In the data that follows, count every line holding the string "open" and give the count alone.

Records excerpted from a collection
------------------------------------------------
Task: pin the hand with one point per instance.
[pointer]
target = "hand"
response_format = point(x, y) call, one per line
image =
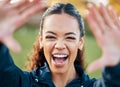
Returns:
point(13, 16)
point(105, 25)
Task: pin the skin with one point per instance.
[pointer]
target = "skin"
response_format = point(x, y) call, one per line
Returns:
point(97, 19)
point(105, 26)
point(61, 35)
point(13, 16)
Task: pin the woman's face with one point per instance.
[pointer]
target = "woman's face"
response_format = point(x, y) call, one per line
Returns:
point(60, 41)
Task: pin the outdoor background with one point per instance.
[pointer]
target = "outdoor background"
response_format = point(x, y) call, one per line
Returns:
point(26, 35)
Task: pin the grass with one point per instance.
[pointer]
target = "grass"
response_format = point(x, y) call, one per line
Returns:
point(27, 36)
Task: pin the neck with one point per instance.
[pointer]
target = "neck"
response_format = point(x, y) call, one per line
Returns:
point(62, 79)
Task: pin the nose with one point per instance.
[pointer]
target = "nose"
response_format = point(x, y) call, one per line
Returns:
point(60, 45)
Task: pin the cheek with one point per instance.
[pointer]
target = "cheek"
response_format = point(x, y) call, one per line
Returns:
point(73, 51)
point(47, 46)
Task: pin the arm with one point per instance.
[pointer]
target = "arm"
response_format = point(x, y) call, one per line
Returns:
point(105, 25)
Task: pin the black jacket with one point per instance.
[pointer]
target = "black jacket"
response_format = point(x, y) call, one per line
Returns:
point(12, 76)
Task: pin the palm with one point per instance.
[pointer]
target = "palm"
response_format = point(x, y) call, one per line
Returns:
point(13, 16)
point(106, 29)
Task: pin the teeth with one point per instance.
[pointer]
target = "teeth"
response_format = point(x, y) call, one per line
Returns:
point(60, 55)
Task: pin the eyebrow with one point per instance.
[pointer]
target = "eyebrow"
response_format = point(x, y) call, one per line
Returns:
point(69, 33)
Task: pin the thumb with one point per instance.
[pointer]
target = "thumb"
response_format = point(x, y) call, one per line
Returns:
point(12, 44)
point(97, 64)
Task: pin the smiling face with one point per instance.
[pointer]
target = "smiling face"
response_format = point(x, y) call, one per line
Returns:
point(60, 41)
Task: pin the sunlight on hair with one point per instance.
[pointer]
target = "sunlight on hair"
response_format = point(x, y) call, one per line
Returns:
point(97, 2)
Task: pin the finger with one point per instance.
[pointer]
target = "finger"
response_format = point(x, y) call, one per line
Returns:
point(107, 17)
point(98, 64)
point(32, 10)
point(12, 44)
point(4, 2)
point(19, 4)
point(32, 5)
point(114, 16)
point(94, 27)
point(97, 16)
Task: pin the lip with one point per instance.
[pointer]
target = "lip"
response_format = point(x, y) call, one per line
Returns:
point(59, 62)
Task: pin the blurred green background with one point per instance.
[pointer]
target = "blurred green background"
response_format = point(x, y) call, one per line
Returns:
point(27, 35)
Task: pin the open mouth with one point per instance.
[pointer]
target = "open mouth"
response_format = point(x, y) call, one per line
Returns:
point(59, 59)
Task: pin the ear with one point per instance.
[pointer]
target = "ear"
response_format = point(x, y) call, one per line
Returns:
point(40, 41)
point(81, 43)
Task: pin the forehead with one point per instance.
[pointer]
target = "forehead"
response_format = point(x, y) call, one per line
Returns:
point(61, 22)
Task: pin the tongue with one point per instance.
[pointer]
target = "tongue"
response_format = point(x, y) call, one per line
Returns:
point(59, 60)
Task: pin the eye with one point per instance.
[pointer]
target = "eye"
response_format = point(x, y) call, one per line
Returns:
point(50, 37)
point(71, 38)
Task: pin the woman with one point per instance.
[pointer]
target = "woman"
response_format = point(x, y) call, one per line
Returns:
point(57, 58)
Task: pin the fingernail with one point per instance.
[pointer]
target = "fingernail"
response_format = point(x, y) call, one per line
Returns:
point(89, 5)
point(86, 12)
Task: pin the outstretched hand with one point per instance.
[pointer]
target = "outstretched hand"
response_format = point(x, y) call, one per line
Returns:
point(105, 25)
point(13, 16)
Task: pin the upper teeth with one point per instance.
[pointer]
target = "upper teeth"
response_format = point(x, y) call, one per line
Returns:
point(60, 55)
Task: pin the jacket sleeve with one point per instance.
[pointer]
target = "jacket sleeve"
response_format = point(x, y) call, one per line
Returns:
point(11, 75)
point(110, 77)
------------------------------------------------
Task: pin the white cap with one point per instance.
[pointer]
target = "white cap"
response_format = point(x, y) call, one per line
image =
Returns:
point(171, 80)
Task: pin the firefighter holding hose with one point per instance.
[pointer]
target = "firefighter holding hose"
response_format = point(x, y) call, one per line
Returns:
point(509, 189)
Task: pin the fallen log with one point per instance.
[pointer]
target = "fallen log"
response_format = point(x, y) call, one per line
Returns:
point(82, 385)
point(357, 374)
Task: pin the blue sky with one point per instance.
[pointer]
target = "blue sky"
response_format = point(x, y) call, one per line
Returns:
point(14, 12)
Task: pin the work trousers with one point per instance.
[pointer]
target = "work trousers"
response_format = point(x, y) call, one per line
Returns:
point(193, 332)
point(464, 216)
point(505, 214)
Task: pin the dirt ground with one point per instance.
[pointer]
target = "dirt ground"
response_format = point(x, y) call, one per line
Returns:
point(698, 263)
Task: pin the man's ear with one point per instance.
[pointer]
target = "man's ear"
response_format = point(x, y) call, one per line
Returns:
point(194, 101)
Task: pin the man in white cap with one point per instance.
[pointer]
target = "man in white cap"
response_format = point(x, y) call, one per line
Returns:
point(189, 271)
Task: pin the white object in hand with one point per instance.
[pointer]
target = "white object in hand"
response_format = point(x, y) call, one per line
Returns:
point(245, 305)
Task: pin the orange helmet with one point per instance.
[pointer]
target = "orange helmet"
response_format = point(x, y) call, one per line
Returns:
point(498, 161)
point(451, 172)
------------------------------------------------
**EXERCISE OUTPUT**
2